■ Extract ■
________________________________________
Julian Arrendondo IV

Amarillo Magazine April 2012

photo

PATCHWORK

by Sharon Stevens

So many years ago when I was a little girl my parents bought us a set of “The Children’s Hour” books. I loved to read and pored over these time after time. One of the most treasured was “Favorite Fairy Tales” and one of the stories within was “The Happy Prince” by Oscar Wilde.

Sunday evening I remembered this story but wasn’t sure which book it was in. I googled the one phrase that came to mind which had to do with plucking out the jewel in the statue’s eye and sharing it with another who was poor. It didn’t take me long to locate the book and then to find the pages and then to read the words out loud that Wilde had written so very long ago. I wept with the beauty and the memory as my heart was so full.

On Monday morning I was looking through some old magazines and came across the Amarillo Magazine with the cover story of the Lone Star Ballet titled, “FULL CIRCLE” and I wept with joy of all these kids. How was I to know?
________________________________________
■ What you need to do ■
**a.** Rewrite the Patchwork essay starting at "Sunday evening I" and ending at "was so full.", replacing "Sunday" with "Saturday".
**b.** Write the next part of the Patchwork essay, picking up after its final sentence.

■ Raw data ■
________________________________________
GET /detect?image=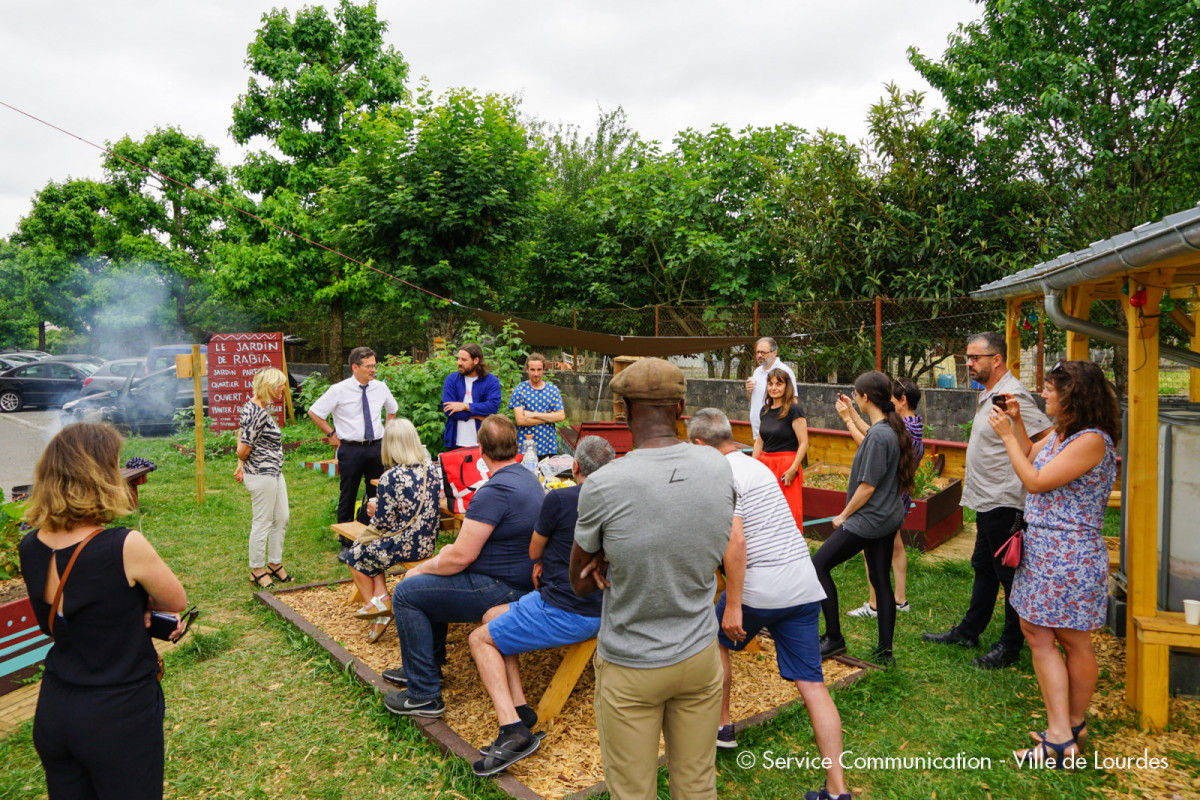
________________________________________
■ Answers for the exercise ■
**a.**
Saturday evening I remembered this story but wasn’t sure which book it was in. I googled the one phrase that came to mind which had to do with plucking out the jewel in the statue’s eye and sharing it with another who was poor. It didn’t take me long to locate the book and then to find the pages and then to read the words out loud that Wilde had written so very long ago. I wept with the beauty and the memory as my heart was so full.

**b.**
I wept again when I heard of the tragedy of the loss and destruction of the wonderful kids of the “TEXAS” cast and crew! I had just attended “TEXAS ORIGINALS” and saw these kids perform. In fact I congratulated Eric Harrison as he made his way up the aisle after receiving his scholarship that night. And to think that I witnessed these kids who choreographed and performed with Tim Johnson, Clint Diaz, Amanda Starz, Andrew Duncan, Julian Arrendondo IV. I also can’t tell you the number of performances I witnessed at the Branding Iron Theater under the direction of Royal R.Brantley and Stephen Crandall. “Anatomy of Grey” will always be one of my favorites.

For those of you who have read my Wordsmith six blog over the past year know that I hold a precious place in my heart for memories of “TEXAS”. There are so many wonderful people to numerous to name, but my thoughts and prayers are with all of you not only in the cast and crew this year, but since the beginning of time that this dream began. The Dowlen’s, Gene Murray, Lois Hull, HR and Thelma Fulton, Claudia and Mike Wilson, the entire Brantley, Raillard, Moore, family..the list goes on and on and I remember each and every one.

And the canyons themselves. I hear the echos, and see the flashes, celebrating the music that resounds against the walls and through our hearts. I marvel each time I go to see a performance at the names engraved in stone in the front wall of the Phebe Warner’s and those on the back wall of all those who gave their time and their very soul to this endeavor.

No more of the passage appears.